• Consignes:
1. Dans le récit de voyage en Scandinavie, quel animal emblématique du coin est croisé en chemin ?
2. Prolongez, s'il vous plaît, le récit de voyage en Scandinavie à partir de l'endroit où il s'arrête.

------ Passage du texte

Dimanche 5 septembre 2021


Les hytters ronflent impassibles

La place est frappée de bercement

Seul en tente du campement

Titine est là fidèle et paisible


Il est cinq heures

Mes sens s'éveillent

Mon esprit s'éveille


Le sommeil a été de qualité

Nuit sans humidité ni rosée

Mon couchage va se ranger

Et ma tente se replier


Il est cinq heures (et demi)

Le café m'a réveillé

Place au petit-déjeuner

La lumière est inchangée

L'horloge a-t-elle tourné ?


Il est 5 heures (cinquante huit)

Le flat s'éveille

Titine s'éveille


Les valises sont remplies

Le Topcase aussi

Le pilote a fait pipi

Alors c'est parti mon kiki


Il est 5 heures (cinquante neuf)

Je n'ai pas sommeil



Voilà quelques mois, l'idée de me rendre en Scandinavie ne m'avait même pas effleuré l'esprit, et me voici proche de la fin de la terre nordique là où l'eau tombe dans le vide galactique.


Le monde n'est pas dans les cartes et les livres, ni dans les BDs d'Uderzo et Goscinny.

Il est là dehors, au-delà des Alpilles, entre les garnisons romaines de St Rémy de Provence et le bout du pizza-monde.

NDLR : il y a de jolis vestiges romains à St Rémy.


Aujourd'hui, je piaffe de joie à l'idée de découvrir ce qu'il y a au-delà des frontières du comté du Finnmark.

Moi aussi j'aurai quelques histoires à raconter lorsque je reviendrai, si jamais je tombe pas dans le vide.


En chemin, je tombe sur l'animal emblématique du coin, les rennes.

Lors des premières rencontres, j'ai manqué de temps pour les prendre en photo correctement. Ça reste pas en place ces bestioles. Avec leur allure clownesque et leur démarche un peu nonchalante, c'est à se demander s'ils n'abusent pas de l'aquavit.


Mais la persévérance de ces cervidés à vouloir me traverser sous les roues m'aura permis au moins de les immortaliser sur CMOS.


Petit aparté animalier

Amha, le renne est un croisement chelou entre un bison du Yellowstone et un wallabie.

T'es tout content de voir les premiers spécimens, alors tu t'arrêtes à chaque fois, alors qu'au final il y en a partout.

Le bison reste au milieu de la route, c'est à toi de bouger. Si tu vas le voir à pied, il vient te voir aussi avec son air un peu benêt et ça fait flipper. J'ai testé et ce n'était pas une bonne idée. Heureusement qu'il y avait la moto.


Le wallabie, quant à lui, a un aspect tout mignon.

L'envie de lui faire un câlin est bien plus prégnante qu'avec un bison.

Le wallabie a lui aussi des penchants affectueux, le poussant à aller avec élan vers autrui.

D'autres observateurs avisés pencheraient pour une tendance suicidaire, vu l'entrain débordant qu'il met à traverser juste à notre arrivée... attendant au bord de la route comme certains attendent au bord d'un quai de gare.


Quelle tristesse ce fut d'en avoir écrabouillé un, en van, de nuit en Tasmanie. J'avais pourtant réussi à éviter une bonne dizaine de ces congénères juste avant. Quelle déprime. Pauvre bête.

------------
------ Enregistrements affichés

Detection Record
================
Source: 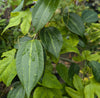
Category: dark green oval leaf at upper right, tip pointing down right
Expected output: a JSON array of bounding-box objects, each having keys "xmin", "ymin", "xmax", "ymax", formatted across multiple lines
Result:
[{"xmin": 63, "ymin": 13, "xmax": 85, "ymax": 37}]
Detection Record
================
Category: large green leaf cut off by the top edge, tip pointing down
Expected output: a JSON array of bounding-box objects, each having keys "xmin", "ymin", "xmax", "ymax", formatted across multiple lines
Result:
[{"xmin": 32, "ymin": 0, "xmax": 60, "ymax": 32}]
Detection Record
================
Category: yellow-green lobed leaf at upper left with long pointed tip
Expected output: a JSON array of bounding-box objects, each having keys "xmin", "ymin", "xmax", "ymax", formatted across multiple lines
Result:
[{"xmin": 2, "ymin": 10, "xmax": 32, "ymax": 35}]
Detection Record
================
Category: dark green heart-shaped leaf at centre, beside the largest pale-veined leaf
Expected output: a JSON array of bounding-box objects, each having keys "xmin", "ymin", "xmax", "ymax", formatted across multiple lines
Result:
[{"xmin": 40, "ymin": 27, "xmax": 63, "ymax": 58}]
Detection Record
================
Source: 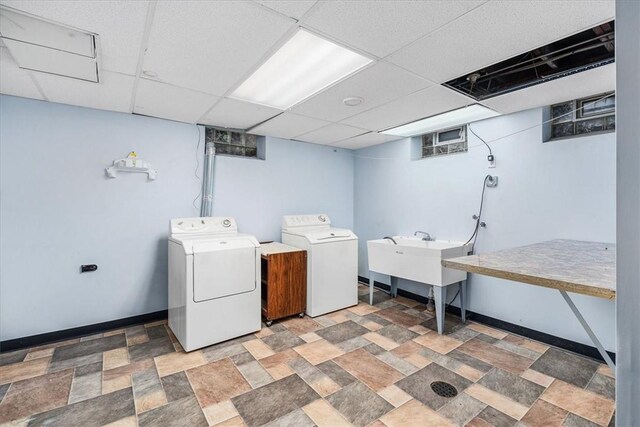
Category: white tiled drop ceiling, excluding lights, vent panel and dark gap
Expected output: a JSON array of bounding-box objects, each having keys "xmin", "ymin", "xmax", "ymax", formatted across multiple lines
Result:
[{"xmin": 0, "ymin": 0, "xmax": 615, "ymax": 149}]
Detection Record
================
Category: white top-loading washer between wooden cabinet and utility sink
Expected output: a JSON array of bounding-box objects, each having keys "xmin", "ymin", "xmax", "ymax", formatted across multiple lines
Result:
[{"xmin": 282, "ymin": 215, "xmax": 358, "ymax": 317}]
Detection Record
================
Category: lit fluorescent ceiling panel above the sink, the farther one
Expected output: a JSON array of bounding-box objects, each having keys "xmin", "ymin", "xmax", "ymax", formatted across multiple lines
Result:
[{"xmin": 380, "ymin": 104, "xmax": 500, "ymax": 137}]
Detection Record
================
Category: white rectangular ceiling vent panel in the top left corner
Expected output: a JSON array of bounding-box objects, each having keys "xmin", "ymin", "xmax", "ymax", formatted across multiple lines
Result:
[{"xmin": 0, "ymin": 6, "xmax": 99, "ymax": 83}]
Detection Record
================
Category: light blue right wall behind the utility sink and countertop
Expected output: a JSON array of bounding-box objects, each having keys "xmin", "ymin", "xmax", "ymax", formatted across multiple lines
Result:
[{"xmin": 355, "ymin": 109, "xmax": 616, "ymax": 350}]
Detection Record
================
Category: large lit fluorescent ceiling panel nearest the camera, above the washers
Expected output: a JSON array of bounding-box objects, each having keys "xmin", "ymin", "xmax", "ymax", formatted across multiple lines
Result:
[{"xmin": 230, "ymin": 29, "xmax": 372, "ymax": 110}]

------------

• Réponses:
1. Les rennes.

2.
Donc pour résumer le renne :

  • il peut se trouver au milieu de la route. Dans ce cas, il attend que tu arrives presque à son niveau pour bouger et généralement gambader en zig-zag devant toi au milieu de la route.
  • il peut brouter en bord de route, et traverser juste quand tu te pointes.
  • il peut débouler pleine balle d'une forêt, en troupeau, juste devant. Et là faut prier qu'ils sachent voler en troupeau comme avec le père Noël.


Côté flore, la transition entre la forêt boréale et la toundra se fait poc a poc, petit à petit.

Mais quand même, quel changement de paysage par rapport aux jours précédents. Absolument dépaysant.


Petite pause café.


Toujours sur la E6, les paysages portant à perte de vue me rappellent un peu ceux de l'ouest américain.

Les déserts arides sont remplacés par des arbustes, des mousses, des lichens et quelques petits lacs.

Avec la toundra, c'est plus facile de voir les rennes arriver.


Au soleil de midi, la pluie a pris le dessus, accompagnée du vent glaçant.


La veille, les motards croisés pouvaient se compter sur les doigts d'une main.

Depuis l'arrivée sur la E69, j'en suis déjà à 2-3 paires de paluches.

Quasiment que des trails, beaucoup de GS.

La plupart semblent donc passer par la Suède et la Finlande pour aller et revenir du cap.

Et pas mal de cyclistes et quelques coureurs qui touchent quasiment au but.

Ils m'épatent. Quelle abnégation !

Le NordKapp est un aimant pour l'espèce humaine en quête de défi.


Puis quelques zones de travaux bien boueuses et casse-gueules.

Le genre à serrer les fesses lorsque la moto perd l'adhérence des deux roues.

"Alea jacta est" comme dit Jules.


Entrée dans le tunnel pour accéder à l'île de Magerøya, sous une bonne pluie.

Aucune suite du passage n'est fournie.